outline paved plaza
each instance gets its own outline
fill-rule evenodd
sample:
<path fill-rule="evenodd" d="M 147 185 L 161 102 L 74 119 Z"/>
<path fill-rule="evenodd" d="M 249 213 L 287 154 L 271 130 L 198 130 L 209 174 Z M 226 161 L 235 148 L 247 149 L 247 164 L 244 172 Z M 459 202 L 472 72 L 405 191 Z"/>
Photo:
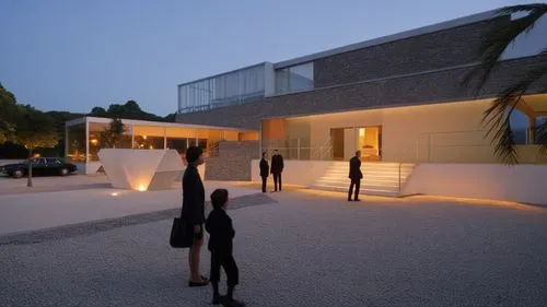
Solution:
<path fill-rule="evenodd" d="M 247 306 L 547 306 L 545 208 L 207 185 L 234 197 Z M 0 196 L 0 306 L 211 306 L 167 243 L 179 192 L 108 191 Z"/>

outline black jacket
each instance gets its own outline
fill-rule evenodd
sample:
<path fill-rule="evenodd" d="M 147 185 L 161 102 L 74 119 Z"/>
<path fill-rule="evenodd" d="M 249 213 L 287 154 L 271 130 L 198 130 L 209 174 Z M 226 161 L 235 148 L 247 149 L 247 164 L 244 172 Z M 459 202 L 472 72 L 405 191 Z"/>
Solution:
<path fill-rule="evenodd" d="M 283 157 L 280 154 L 275 154 L 271 157 L 271 174 L 283 172 Z"/>
<path fill-rule="evenodd" d="M 268 177 L 270 175 L 270 166 L 268 165 L 268 161 L 266 158 L 260 160 L 260 177 Z"/>
<path fill-rule="evenodd" d="M 232 219 L 223 209 L 213 209 L 207 217 L 206 231 L 209 233 L 208 248 L 212 252 L 232 255 L 235 236 Z"/>
<path fill-rule="evenodd" d="M 195 165 L 189 164 L 183 176 L 183 221 L 188 225 L 205 222 L 205 188 Z"/>
<path fill-rule="evenodd" d="M 357 156 L 349 160 L 349 178 L 352 180 L 363 178 L 363 174 L 361 173 L 361 161 Z"/>

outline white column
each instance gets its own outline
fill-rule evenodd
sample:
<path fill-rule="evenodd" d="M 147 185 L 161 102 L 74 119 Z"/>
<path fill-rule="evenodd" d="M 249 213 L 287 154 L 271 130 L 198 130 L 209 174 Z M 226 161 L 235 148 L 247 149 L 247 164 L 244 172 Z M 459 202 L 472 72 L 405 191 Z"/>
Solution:
<path fill-rule="evenodd" d="M 135 125 L 131 123 L 131 150 L 135 149 Z"/>
<path fill-rule="evenodd" d="M 167 149 L 167 127 L 163 128 L 163 149 Z"/>
<path fill-rule="evenodd" d="M 90 162 L 90 122 L 85 118 L 85 164 Z"/>
<path fill-rule="evenodd" d="M 65 160 L 67 160 L 68 157 L 68 150 L 69 150 L 68 126 L 65 126 Z"/>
□ □ □ □
* [AIM OF THE EXERCISE]
Can you give the records above as a two-column CSV with the headers "prompt" and "outline", one row per record, with each record's text and its answer each in one quoted field and every line break turned into a space? Include every record, and leave the pictures out.

* [CORRECT RESPONSE]
prompt,outline
"outline paved plaza each instance gets its own outline fill-rule evenodd sample: <path fill-rule=""evenodd"" d=""M 147 185 L 161 102 L 74 119 Z""/> <path fill-rule=""evenodd"" d=""M 249 213 L 287 154 L 271 130 L 198 130 L 209 174 Z M 226 161 L 235 148 L 247 149 L 247 164 L 244 172 Z M 459 202 L 472 72 L 405 191 Z""/> Photo: Solution:","<path fill-rule=""evenodd"" d=""M 247 306 L 547 306 L 545 208 L 207 185 L 234 197 Z M 0 196 L 0 306 L 211 306 L 167 243 L 179 192 L 108 191 Z""/>"
"outline black jacket each instance gets its own outline fill-rule evenodd sample: <path fill-rule=""evenodd"" d=""M 147 185 L 161 102 L 74 119 Z""/> <path fill-rule=""evenodd"" d=""M 249 213 L 287 154 L 271 130 L 198 130 L 209 174 Z M 226 161 L 235 148 L 247 149 L 247 164 L 244 172 Z M 459 202 L 472 72 L 405 191 Z""/> Solution:","<path fill-rule=""evenodd"" d=""M 283 157 L 280 154 L 275 154 L 271 157 L 271 174 L 283 172 Z""/> <path fill-rule=""evenodd"" d=""M 268 177 L 270 175 L 270 166 L 268 165 L 268 161 L 266 158 L 260 160 L 260 177 Z""/> <path fill-rule=""evenodd"" d=""M 232 219 L 223 209 L 213 209 L 207 217 L 206 231 L 209 233 L 208 248 L 212 252 L 232 255 L 235 236 Z""/> <path fill-rule=""evenodd"" d=""M 195 165 L 189 164 L 183 176 L 183 221 L 188 225 L 205 222 L 205 188 Z""/> <path fill-rule=""evenodd"" d=""M 357 156 L 349 160 L 349 178 L 352 180 L 363 178 L 363 174 L 361 173 L 361 161 Z""/>"
"outline white column each instance gets its own outline fill-rule evenodd sample: <path fill-rule=""evenodd"" d=""M 147 185 L 161 102 L 74 119 Z""/> <path fill-rule=""evenodd"" d=""M 249 213 L 287 154 L 271 130 L 198 130 L 209 174 Z M 226 161 L 235 148 L 247 149 L 247 164 L 244 172 Z M 459 202 L 472 72 L 405 191 Z""/> Solution:","<path fill-rule=""evenodd"" d=""M 135 125 L 131 123 L 131 150 L 135 149 Z""/> <path fill-rule=""evenodd"" d=""M 167 149 L 167 127 L 163 128 L 163 149 Z""/> <path fill-rule=""evenodd"" d=""M 90 162 L 90 122 L 85 118 L 85 164 Z""/> <path fill-rule=""evenodd"" d=""M 65 160 L 67 160 L 68 157 L 68 150 L 69 150 L 68 126 L 65 126 Z""/>"